## BEGIN Text extract

By this procedure, the pressure observations were reduced to the corresponding pressure perturbations. Average pressure disturbance profiles for the axis S1, HS15, H18, HN16, HN12, HN10, N3, N3a, N3b and N3c were calculated for periods with relatively constant main wind direction. Two of these periods, one for SE flow and one for N flow are presented exemplary in the following.

Figure 3 presents the pressure disturbance profile for the period August 7–11, characterized by southerly synoptic flow below 5 m/s. The resulting pressure disturbance shows a strong upstream maximum at the stations HS15 and H18 of around +1 hPa. The disturbance is decreasing to the S, but still positive at stations S1 with 0.3 hPa. The decline in the N is much steeper than in the S, dropping to \(-0.7\,\hbox{hPa}\) at station HN12. An interesting feature is the local maximum created by the stations HN10, N3, and N3a close to the edge of the glacier. The overall value of the disturbance is with \(-0.2\,\hbox{hPa}\) at HN10 and N3 still negative, but approximately 0.5 hPa higher than at the surrounding stations. The standard deviation of the pressure disturbances varies little between 0.05 and 0.07 hPa for all stations except N3a, where it increases to 0.19 hPa.

Fig. 3
figure 3

Mean pressure disturbance for the period August 7–10 with large-scale southerly flow. The lower part of the plot shows the relief of Hofsjökull with markers for the positions of the stations along the S–N axis. The solid line shows the mean pressure disturbance. The dashed lines show the standard deviations. The explicit values for the mean pressure disturbance and standard deviations at the stations are marked with circles and crosses. The values between the stations have been interpolated

Figure 4 shows the pressure disturbance profile for large scale northerly flow in the period 15–16 of August. The average wind speed for this episode of around 5 m/s was slightly higher than for the previous case. The pressure perturbation shows again positive values upstream, now in the N and negative values downstream in the S. The absolute maximum lies hereby at station N3 with +1.4 hPa. A second smaller maximum of +0.8 hPa is observed at station N3b. This maximum is broader than that at station N2 and only 0.2 hPa greater than the neighboring values. In the S of N3, the perturbation drops to \(-0.2\,\hbox{hPa}\) at the stations HN12 and HN16. The decrease is not as smooth as in the case from 5 August. There is a second drop from station HN16 to H18 of \(-0.9\,\hbox{hPa}.\) The disturbances of H18 and HS15 are around \(-1\,\hbox{hPa}.\) At station S1, the perturbation is \(-0.8\,\hbox{hPa}.\) The standard deviation of the disturbances is in the S approximately 0.15 hPa. In the N, including stations HN16 and HN12, it takes values between 0.05 and 0.1 hPa. As seen from Figs. 3 and 4, the standard deviation of the pressure observations is quite small. There is not much gravity wave activity for approximately constant mean wind. It is mainly the slow change in the mean wind which induces the changes of the surface pressure. A more comprehensive analysis of the data shows that this statement is true for the whole FLOHOF period at least for stations surrounding Hofsjökull.

## END Text extract
## BEGIN Listing

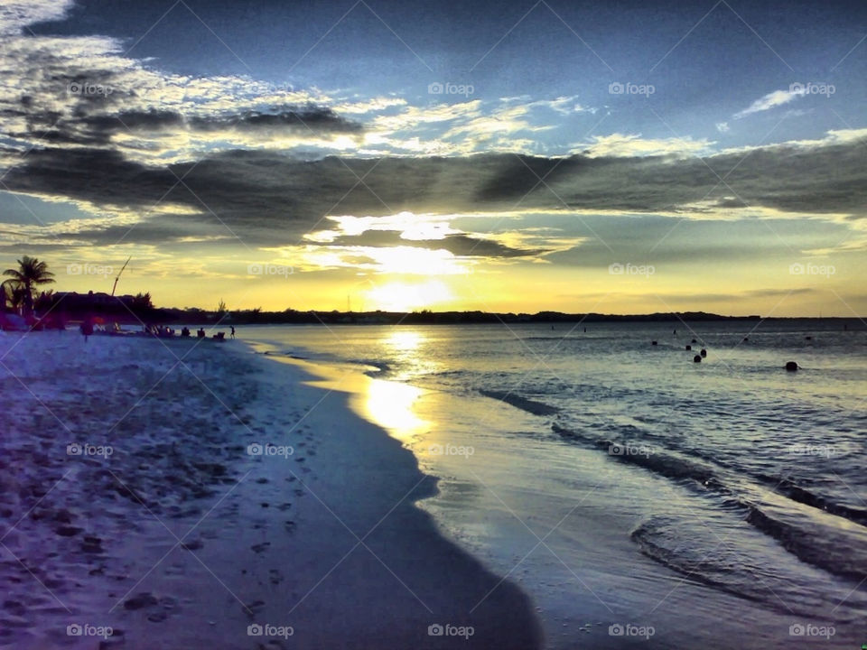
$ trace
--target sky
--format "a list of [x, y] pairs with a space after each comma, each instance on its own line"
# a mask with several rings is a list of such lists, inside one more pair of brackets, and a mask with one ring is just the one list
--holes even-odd
[[867, 4], [0, 0], [0, 267], [162, 306], [867, 315]]

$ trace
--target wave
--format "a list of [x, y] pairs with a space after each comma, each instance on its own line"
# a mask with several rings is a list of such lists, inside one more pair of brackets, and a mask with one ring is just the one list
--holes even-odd
[[546, 404], [544, 402], [536, 402], [536, 400], [527, 399], [527, 397], [521, 397], [514, 393], [508, 393], [507, 391], [486, 390], [484, 388], [480, 388], [479, 392], [486, 397], [505, 402], [506, 404], [511, 404], [515, 408], [527, 411], [534, 415], [554, 415], [555, 413], [560, 413], [560, 409], [558, 409], [556, 406]]
[[[583, 434], [557, 423], [551, 428], [562, 438], [607, 450], [613, 460], [683, 481], [703, 493], [718, 495], [723, 505], [742, 512], [745, 522], [802, 562], [844, 578], [867, 579], [867, 528], [858, 521], [863, 514], [857, 509], [834, 506], [836, 512], [832, 513], [826, 499], [791, 481], [775, 485], [776, 491], [772, 491], [723, 468], [670, 450]], [[648, 548], [648, 555], [665, 560], [652, 547]]]
[[828, 518], [835, 515], [815, 508], [811, 513], [769, 501], [741, 503], [749, 511], [747, 522], [799, 560], [844, 578], [867, 580], [867, 529], [851, 524], [834, 525]]
[[784, 615], [813, 617], [816, 610], [834, 608], [838, 620], [856, 621], [867, 604], [863, 595], [834, 584], [817, 569], [805, 572], [794, 558], [769, 565], [760, 548], [749, 540], [739, 544], [738, 537], [724, 538], [727, 543], [722, 543], [699, 521], [652, 516], [629, 536], [644, 555], [686, 579], [761, 602]]
[[764, 483], [773, 485], [777, 491], [782, 492], [793, 501], [797, 501], [805, 506], [810, 506], [831, 515], [844, 517], [855, 524], [867, 526], [867, 510], [863, 508], [856, 508], [834, 503], [825, 497], [810, 492], [805, 488], [794, 483], [790, 478], [779, 478], [778, 477], [772, 477], [767, 474], [757, 474], [755, 476]]

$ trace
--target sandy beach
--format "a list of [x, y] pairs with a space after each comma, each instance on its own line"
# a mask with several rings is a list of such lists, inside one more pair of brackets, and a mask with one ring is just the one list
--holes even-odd
[[239, 341], [0, 335], [0, 646], [533, 648], [413, 454]]

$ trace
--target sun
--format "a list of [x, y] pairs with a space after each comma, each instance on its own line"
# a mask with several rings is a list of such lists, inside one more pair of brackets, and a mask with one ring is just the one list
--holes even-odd
[[412, 311], [430, 309], [447, 302], [454, 296], [440, 280], [426, 280], [421, 283], [389, 282], [373, 287], [366, 292], [369, 309], [383, 311]]

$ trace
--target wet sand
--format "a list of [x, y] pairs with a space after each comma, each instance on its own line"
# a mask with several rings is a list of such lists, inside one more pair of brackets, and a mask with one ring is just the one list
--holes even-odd
[[0, 335], [0, 647], [538, 647], [414, 505], [435, 479], [309, 379], [240, 342]]

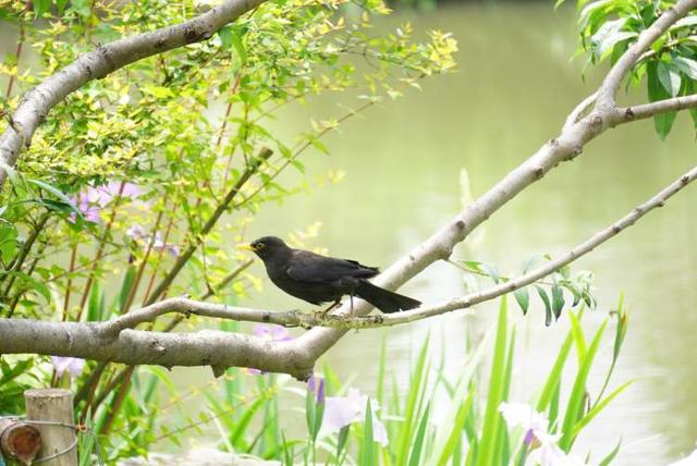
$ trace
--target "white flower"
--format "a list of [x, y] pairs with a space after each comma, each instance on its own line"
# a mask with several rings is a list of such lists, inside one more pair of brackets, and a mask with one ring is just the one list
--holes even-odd
[[561, 433], [548, 432], [549, 420], [525, 403], [501, 403], [499, 412], [510, 429], [522, 427], [525, 430], [524, 442], [534, 449], [527, 456], [526, 466], [586, 466], [573, 455], [559, 447]]
[[[325, 417], [322, 418], [322, 431], [329, 433], [339, 432], [343, 427], [355, 421], [365, 421], [368, 395], [362, 395], [357, 389], [348, 389], [346, 396], [327, 396], [325, 402]], [[370, 401], [372, 413], [372, 438], [382, 446], [388, 444], [388, 431], [378, 419], [376, 413], [380, 405]]]
[[63, 372], [70, 372], [71, 378], [75, 378], [83, 372], [85, 368], [85, 359], [76, 357], [51, 356], [51, 364], [56, 368], [56, 373], [61, 377]]

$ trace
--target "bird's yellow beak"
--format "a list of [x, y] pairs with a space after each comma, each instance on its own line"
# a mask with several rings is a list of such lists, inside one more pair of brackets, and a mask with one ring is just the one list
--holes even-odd
[[256, 248], [254, 246], [252, 246], [249, 243], [244, 243], [244, 244], [239, 244], [235, 246], [235, 249], [237, 250], [250, 250], [250, 252], [255, 252]]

## END Listing

Exercise requirements:
**a.** Rewrite the pressure disturbance text from "By this procedure, the" to "in the following.", changing "main wind direction" to "prevailing wind direction".
**b.** In the pressure disturbance text, list every station named in the paragraph that begins "Figure 4 shows the pressure disturbance profile".
**c.** Using the pressure disturbance text, explain what mainly causes the changes in surface pressure and why the standard deviation of the pressure observations stays small.
The data above is separate from the pressure disturbance text.

Answers to the tasks:
**a.**
By this procedure, the pressure observations were reduced to the corresponding pressure perturbations. Average pressure disturbance profiles for the axis S1, HS15, H18, HN16, HN12, HN10, N3, N3a, N3b and N3c were calculated for periods with relatively constant prevailing wind direction. Two of these periods, one for SE flow and one for N flow are presented exemplary in the following.

**b.** N3, N3b, N2, HN12, HN16, H18, HS15, S1

**c.** The changes in surface pressure come mainly from the slow change in the mean wind. When the mean wind is roughly constant there is little gravity wave activity, so the standard deviation of the pressure observations stays quite small.